_EXERCISE MATERIAL_.
____________
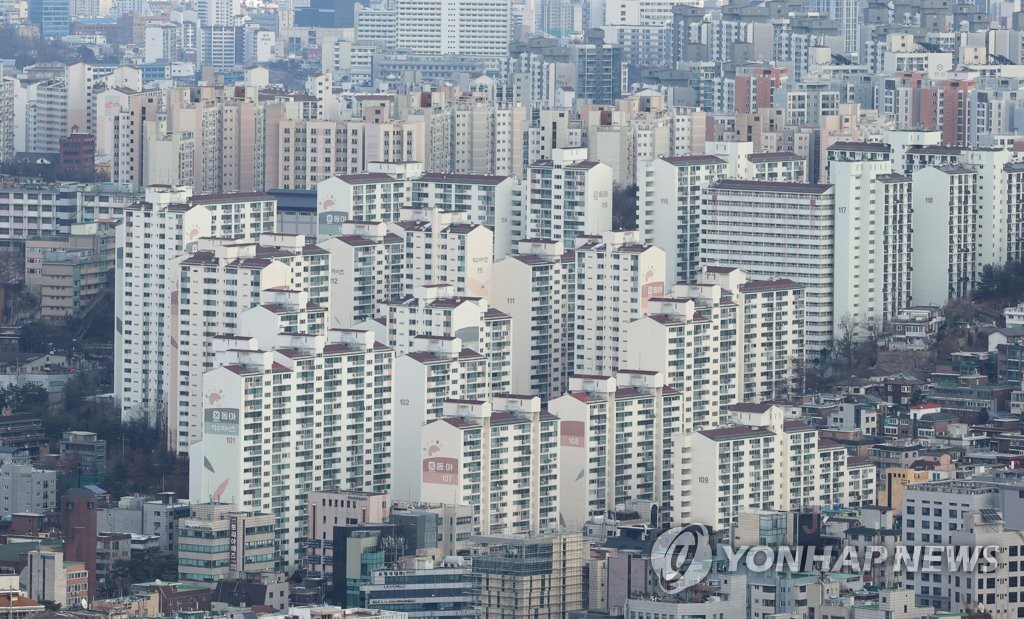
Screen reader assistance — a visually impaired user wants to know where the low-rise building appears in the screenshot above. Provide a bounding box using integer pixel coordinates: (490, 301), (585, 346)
(176, 503), (277, 587)
(0, 449), (55, 515)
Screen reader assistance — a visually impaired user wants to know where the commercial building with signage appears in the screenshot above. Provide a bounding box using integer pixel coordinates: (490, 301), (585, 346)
(177, 502), (277, 585)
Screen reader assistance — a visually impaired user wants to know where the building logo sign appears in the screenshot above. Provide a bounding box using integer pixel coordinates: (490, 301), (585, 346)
(422, 456), (458, 485)
(205, 408), (239, 436)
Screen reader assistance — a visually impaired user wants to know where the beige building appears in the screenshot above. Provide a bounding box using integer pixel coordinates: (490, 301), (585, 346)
(473, 532), (585, 619)
(25, 221), (117, 320)
(177, 503), (277, 587)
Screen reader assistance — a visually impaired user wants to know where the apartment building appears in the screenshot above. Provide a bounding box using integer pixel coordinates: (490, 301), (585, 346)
(492, 239), (576, 401)
(549, 371), (683, 529)
(316, 173), (409, 237)
(0, 452), (55, 515)
(829, 145), (913, 327)
(395, 0), (512, 58)
(911, 165), (979, 306)
(392, 336), (490, 502)
(319, 221), (404, 328)
(0, 183), (140, 252)
(524, 148), (613, 249)
(268, 109), (424, 191)
(574, 230), (666, 375)
(626, 267), (805, 422)
(25, 220), (116, 319)
(420, 396), (559, 536)
(116, 188), (280, 426)
(166, 85), (267, 194)
(639, 155), (728, 283)
(177, 503), (276, 585)
(700, 180), (836, 353)
(410, 173), (521, 258)
(190, 328), (394, 569)
(389, 208), (493, 299)
(684, 403), (877, 531)
(168, 241), (322, 454)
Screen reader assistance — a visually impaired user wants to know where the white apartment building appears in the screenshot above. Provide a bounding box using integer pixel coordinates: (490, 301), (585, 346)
(395, 0), (512, 58)
(525, 148), (613, 249)
(0, 183), (140, 251)
(22, 78), (68, 154)
(749, 152), (807, 182)
(829, 149), (913, 328)
(410, 173), (521, 259)
(392, 335), (491, 502)
(190, 328), (394, 570)
(319, 221), (404, 329)
(626, 267), (805, 425)
(1004, 163), (1024, 264)
(639, 155), (727, 283)
(316, 173), (409, 238)
(911, 165), (978, 306)
(0, 66), (14, 163)
(142, 120), (195, 188)
(419, 396), (558, 535)
(168, 239), (328, 454)
(116, 187), (281, 426)
(385, 284), (511, 393)
(389, 207), (493, 299)
(549, 371), (683, 529)
(574, 230), (666, 375)
(700, 180), (836, 353)
(960, 148), (1014, 272)
(492, 239), (575, 401)
(116, 186), (208, 424)
(684, 403), (876, 531)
____________
_AIM OF THE EXERCISE_. Please set down each entry word for word, without its images.

_EXERCISE ANSWER_.
Screen reader assistance — a visually impaired user wants to know where the low-rise building appears in the screenshot above. Provide a bounding box using integer pixel coordinates: (490, 301), (585, 346)
(176, 503), (277, 587)
(0, 449), (55, 515)
Screen reader assistance — a visually impaired user wants to know where the commercial building with signage appears in the screenshot above. Provide a bounding box using integer pixel coordinates: (490, 301), (585, 346)
(177, 502), (277, 585)
Screen reader assistance — a visually impaired user wants to know where the building logo sign appears in the screenshot above. Provide a bounding box using integer pixel coordinates: (490, 301), (585, 346)
(422, 456), (458, 485)
(205, 408), (239, 436)
Screen reader assistance — a visually impaired user wants to know where the beige building appears in the screenshot above. Provide a bounding box using integer pixel coordinates: (490, 301), (585, 346)
(473, 532), (585, 619)
(25, 221), (117, 320)
(177, 503), (277, 587)
Screen reader assistance — a visually impaired user wants to know where the apartment building appears in the screenshot above. Provide a bounding box using integer pixel coordinates: (490, 301), (585, 346)
(492, 239), (576, 401)
(549, 371), (683, 529)
(316, 173), (409, 237)
(0, 452), (55, 515)
(829, 145), (913, 327)
(395, 0), (512, 58)
(911, 165), (979, 306)
(392, 336), (490, 502)
(319, 221), (404, 328)
(0, 183), (140, 252)
(524, 148), (613, 249)
(268, 109), (424, 191)
(574, 230), (666, 375)
(626, 267), (805, 422)
(25, 220), (116, 319)
(420, 396), (559, 536)
(116, 188), (280, 426)
(166, 85), (267, 194)
(639, 155), (728, 283)
(177, 503), (276, 585)
(700, 180), (836, 353)
(410, 173), (521, 258)
(190, 328), (394, 569)
(389, 208), (493, 299)
(684, 403), (877, 531)
(168, 241), (322, 454)
Screen reader assistance — a visually impaired user wants to know where the white apartment building appears in the screenshot above. Provide a bounding box using integer pixel coordinates: (490, 301), (585, 346)
(395, 0), (512, 58)
(525, 148), (613, 249)
(0, 183), (140, 251)
(22, 78), (68, 154)
(749, 152), (807, 182)
(829, 149), (913, 328)
(410, 173), (521, 259)
(392, 335), (491, 502)
(190, 328), (394, 570)
(319, 221), (404, 329)
(626, 267), (805, 425)
(1004, 163), (1024, 264)
(639, 155), (727, 283)
(316, 173), (409, 238)
(911, 165), (978, 306)
(0, 66), (14, 163)
(142, 120), (195, 188)
(419, 396), (558, 535)
(168, 239), (328, 454)
(116, 187), (281, 426)
(385, 284), (511, 393)
(389, 207), (493, 299)
(549, 371), (683, 529)
(574, 230), (666, 375)
(700, 180), (836, 353)
(960, 148), (1014, 272)
(492, 239), (575, 401)
(116, 186), (208, 424)
(684, 403), (876, 531)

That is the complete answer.